== GIVEN TEXT ==
# Forum > Diablo 2 Resurrected > Diablo 2 Resurrected Bots and Programs > [Release] STOP paying for maphacks

## LP6

STOP paying for maphacks and join our free community MH instead! Join us in Discord for unlimited resources, helpful members who are there 24/7 support--all without restrictions or monthly fees like other sites offer you on their site alone (not even mentioning how much they cost).

Github: GitHub - misterokaygo/D2RAssist
Discord: D2RAssist (Free D2R Maphack)

----------


## mikedarling905

i dont want to, but hard to trust what is real. back in d2classic days this was easy to find and trust now. not so much

----------


## LP6

This one is 100% real man. Just need to put in some work to get it running

----------


## Zongfoo

> This one is 100% real man. Just need to put in some work to get it running


IF ... this is legit, then you need to seriously change your pitch. There's no way I would trust someone who just created a new account, and no videos/images. Plus, as "nice" as free can be, it's just another red flag. Sorry bud.

== SUPPLIED ENTRIES ==
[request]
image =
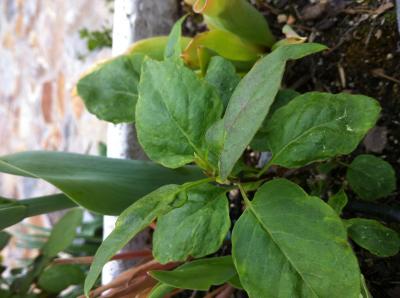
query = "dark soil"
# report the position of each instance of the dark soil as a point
(364, 58)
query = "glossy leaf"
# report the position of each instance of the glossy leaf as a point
(283, 97)
(198, 275)
(63, 233)
(252, 99)
(160, 291)
(198, 227)
(338, 201)
(222, 43)
(373, 236)
(222, 75)
(100, 184)
(110, 90)
(4, 238)
(317, 126)
(185, 107)
(133, 220)
(294, 244)
(59, 277)
(371, 177)
(238, 17)
(13, 211)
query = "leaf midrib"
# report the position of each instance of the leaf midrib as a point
(265, 228)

== EXERCISE OBJECTIVE ==
Write the next part of the forum thread about the free Diablo 2 Resurrected maphack, picking up after its last post. The lines above are separate material and do not belong to the forum thread.

== RESULT BELOW ==
----------


## evanwier

> IF ... this is legit, then you need to seriously change your pitch. There's no way I would trust someone who just created a new account, and no videos/images. Plus, as "nice" as free can be, it's just another red flag. Sorry bud.


jesus christ you people really dont trust blizzhackers? install D2+LOD1.13c and run it. There's no tricks. Its fucking embarrassing that people are paying for THIS EXACT MAPHACK ON THIS FORUM - its just people hosting an endpoint so you dont have to install d2 which takes like 15 minutes max.

----------


## Mojoguy01

> jesus christ you people really dont trust blizzhackers? install D2+LOD1.13c and run it. There's no tricks. Its fucking embarrassing that people are paying for THIS EXACT MAPHACK ON THIS FORUM - its just people hosting an endpoint so you dont have to install d2 which takes like 15 minutes max.


It's because there have been so many scammers around, and the admins on this forum aren't banning them. =v

----------


## HolGORE

> jesus christ you people really dont trust blizzhackers? install D2+LOD1.13c and run it. There's no tricks. Its fucking embarrassing that people are paying for THIS EXACT MAPHACK ON THIS FORUM - its just people hosting an endpoint so you dont have to install d2 which takes like 15 minutes max.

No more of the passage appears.